Directions for this task.
Change "positive clicks" to "foreground clicks" in everything from the start of the records down to the line containing "rough mask: <svg", and give back only those lines with nothing else altered.

(Segmentation mask data)
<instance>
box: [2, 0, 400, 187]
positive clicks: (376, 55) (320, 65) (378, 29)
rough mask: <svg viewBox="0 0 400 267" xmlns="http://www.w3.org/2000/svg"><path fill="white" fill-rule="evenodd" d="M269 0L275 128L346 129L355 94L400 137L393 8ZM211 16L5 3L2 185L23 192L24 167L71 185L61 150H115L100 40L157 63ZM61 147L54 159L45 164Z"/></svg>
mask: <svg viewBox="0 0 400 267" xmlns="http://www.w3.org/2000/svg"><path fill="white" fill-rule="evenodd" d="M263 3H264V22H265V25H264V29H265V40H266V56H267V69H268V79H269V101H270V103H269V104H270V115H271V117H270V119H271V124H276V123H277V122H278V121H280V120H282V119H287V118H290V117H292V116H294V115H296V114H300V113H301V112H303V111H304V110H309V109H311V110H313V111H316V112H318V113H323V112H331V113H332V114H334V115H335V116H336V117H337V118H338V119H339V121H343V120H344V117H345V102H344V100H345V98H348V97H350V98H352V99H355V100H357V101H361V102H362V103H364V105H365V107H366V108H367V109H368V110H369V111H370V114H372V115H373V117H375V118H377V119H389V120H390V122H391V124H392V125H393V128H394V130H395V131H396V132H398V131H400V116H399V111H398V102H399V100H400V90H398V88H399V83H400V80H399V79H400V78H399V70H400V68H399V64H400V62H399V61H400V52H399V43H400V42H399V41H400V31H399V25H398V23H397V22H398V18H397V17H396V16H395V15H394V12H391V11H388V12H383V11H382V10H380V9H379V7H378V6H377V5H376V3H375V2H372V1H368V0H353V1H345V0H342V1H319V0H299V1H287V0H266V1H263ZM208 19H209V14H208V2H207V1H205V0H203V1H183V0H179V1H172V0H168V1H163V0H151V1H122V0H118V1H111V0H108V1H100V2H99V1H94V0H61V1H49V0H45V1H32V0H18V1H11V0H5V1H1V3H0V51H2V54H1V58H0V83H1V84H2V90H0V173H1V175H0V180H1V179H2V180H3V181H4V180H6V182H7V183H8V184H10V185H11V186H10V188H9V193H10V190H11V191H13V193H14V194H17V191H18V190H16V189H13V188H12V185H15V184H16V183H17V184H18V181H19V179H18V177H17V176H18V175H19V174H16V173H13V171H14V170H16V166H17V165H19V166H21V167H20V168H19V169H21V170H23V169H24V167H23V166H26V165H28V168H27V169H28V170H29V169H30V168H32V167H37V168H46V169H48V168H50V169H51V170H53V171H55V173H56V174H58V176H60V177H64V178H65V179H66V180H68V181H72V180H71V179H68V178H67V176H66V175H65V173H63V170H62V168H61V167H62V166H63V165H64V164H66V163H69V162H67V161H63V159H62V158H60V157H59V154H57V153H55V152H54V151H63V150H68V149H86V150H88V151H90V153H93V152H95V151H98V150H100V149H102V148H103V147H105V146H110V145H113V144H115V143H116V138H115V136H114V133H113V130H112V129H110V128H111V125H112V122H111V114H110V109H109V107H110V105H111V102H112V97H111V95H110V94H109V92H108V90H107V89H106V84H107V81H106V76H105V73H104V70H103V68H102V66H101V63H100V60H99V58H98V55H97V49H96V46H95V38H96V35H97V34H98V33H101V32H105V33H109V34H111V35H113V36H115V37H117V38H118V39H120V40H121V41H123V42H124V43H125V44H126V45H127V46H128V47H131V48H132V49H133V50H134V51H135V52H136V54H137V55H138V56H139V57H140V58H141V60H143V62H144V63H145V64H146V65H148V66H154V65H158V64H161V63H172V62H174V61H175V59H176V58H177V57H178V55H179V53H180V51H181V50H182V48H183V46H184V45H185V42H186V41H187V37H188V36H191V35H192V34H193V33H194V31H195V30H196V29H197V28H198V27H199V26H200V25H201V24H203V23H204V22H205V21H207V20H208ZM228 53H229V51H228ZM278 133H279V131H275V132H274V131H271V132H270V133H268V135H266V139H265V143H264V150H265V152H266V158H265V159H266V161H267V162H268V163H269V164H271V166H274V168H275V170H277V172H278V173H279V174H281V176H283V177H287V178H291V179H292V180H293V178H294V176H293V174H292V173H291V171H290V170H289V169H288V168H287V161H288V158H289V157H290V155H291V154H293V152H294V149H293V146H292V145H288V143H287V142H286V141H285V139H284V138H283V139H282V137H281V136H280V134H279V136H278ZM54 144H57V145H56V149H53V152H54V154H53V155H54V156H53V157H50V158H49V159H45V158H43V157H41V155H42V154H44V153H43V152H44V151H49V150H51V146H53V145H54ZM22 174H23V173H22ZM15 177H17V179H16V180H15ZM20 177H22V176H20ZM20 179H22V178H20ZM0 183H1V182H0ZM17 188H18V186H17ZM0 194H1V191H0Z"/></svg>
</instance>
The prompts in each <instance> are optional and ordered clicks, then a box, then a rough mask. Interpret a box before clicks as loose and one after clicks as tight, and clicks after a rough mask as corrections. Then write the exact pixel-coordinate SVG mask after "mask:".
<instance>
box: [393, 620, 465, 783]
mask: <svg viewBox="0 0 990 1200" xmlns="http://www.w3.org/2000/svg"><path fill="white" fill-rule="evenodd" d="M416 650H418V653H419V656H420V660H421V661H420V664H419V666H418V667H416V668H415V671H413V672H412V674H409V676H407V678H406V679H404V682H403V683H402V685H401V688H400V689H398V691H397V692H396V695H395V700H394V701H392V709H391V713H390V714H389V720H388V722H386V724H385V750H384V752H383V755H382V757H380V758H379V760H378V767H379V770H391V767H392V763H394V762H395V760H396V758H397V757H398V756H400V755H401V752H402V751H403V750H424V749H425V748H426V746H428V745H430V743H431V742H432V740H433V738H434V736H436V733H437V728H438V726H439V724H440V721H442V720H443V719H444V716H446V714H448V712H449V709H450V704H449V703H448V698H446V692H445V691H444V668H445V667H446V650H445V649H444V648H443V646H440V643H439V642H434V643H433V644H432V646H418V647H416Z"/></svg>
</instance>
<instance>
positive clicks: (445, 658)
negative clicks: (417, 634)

Output for this task.
<instance>
box: [2, 0, 400, 187]
foreground clicks: (376, 55) (320, 65) (378, 29)
rough mask: <svg viewBox="0 0 400 267" xmlns="http://www.w3.org/2000/svg"><path fill="white" fill-rule="evenodd" d="M269 0L275 128L346 129L355 94L400 137L393 8ZM211 16L5 3L2 185L23 192L24 167L71 185L61 150H115L100 40L157 63ZM61 147L54 159L45 164Z"/></svg>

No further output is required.